Goal of the exercise: Repeat, line for line, the entries printed below.

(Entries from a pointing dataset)

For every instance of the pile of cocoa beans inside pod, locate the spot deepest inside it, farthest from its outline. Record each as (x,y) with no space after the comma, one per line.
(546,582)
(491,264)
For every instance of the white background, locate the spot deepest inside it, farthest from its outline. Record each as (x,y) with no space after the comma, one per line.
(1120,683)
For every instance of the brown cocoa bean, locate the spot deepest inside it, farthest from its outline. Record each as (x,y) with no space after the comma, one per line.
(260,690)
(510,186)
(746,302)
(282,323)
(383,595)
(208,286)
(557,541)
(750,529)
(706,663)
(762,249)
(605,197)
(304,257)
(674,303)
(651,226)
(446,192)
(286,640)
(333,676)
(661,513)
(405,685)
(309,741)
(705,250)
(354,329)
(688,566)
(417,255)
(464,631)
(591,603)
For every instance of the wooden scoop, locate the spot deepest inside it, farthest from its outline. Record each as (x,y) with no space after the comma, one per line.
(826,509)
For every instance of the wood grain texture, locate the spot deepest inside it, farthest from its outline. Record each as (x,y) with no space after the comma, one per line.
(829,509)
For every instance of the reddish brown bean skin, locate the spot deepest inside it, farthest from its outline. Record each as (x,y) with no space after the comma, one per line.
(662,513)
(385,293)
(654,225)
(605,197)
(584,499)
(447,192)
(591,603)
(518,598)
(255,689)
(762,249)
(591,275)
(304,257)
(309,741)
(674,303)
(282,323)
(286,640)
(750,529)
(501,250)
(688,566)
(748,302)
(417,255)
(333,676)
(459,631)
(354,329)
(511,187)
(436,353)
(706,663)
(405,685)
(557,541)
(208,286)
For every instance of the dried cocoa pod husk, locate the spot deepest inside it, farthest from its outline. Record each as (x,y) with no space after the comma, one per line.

Task solution:
For every instance of the pile of cocoa beans inside pod, locate the spot deepest inside it, farthest from its outline. Record each as (x,y) with no space after the comma, one per line.
(546,582)
(491,264)
For every instance of the white background, locate the spot deepest inside it, farthest from its outline. Record each as (x,y) with no space after the comma, one per line.
(1120,683)
For every instance of the brown cocoa bean, locate the spot deepest inside it, farthest from its outline. Record each as (x,y) with no space after the comma, one per line.
(260,690)
(510,186)
(746,302)
(282,323)
(383,595)
(208,286)
(557,541)
(750,529)
(706,663)
(762,249)
(605,197)
(304,257)
(674,303)
(651,226)
(446,192)
(286,640)
(333,676)
(661,513)
(405,685)
(309,741)
(705,250)
(354,329)
(688,566)
(417,255)
(464,631)
(591,603)
For every instance of the wooden scoop, locate the spot deepest inside it, farthest from its outline. Record each as (x,y) with no space after the comma, one per line.
(826,509)
For every instance of the wood grain texture, locate the spot deepest inside it, farthest from its outline. Record each as (x,y) with no space after the comma, one per line.
(829,509)
For every instance of the reddish brown bean skin, locate the spot deepest inside it, farthest from its outline. Record each as (x,y) with no space after the comma, one per line.
(662,513)
(385,293)
(654,225)
(605,197)
(584,499)
(447,192)
(591,603)
(518,598)
(255,689)
(762,249)
(591,275)
(304,257)
(309,741)
(674,303)
(282,323)
(286,640)
(750,529)
(501,250)
(688,566)
(748,302)
(417,255)
(333,676)
(459,631)
(354,329)
(511,187)
(436,353)
(706,663)
(405,685)
(557,541)
(208,286)
For every instance of the dried cocoa pod husk, locate the spot deepest inside it, farthest from its outline. Record each as (x,y) with no space after the comma, one per line.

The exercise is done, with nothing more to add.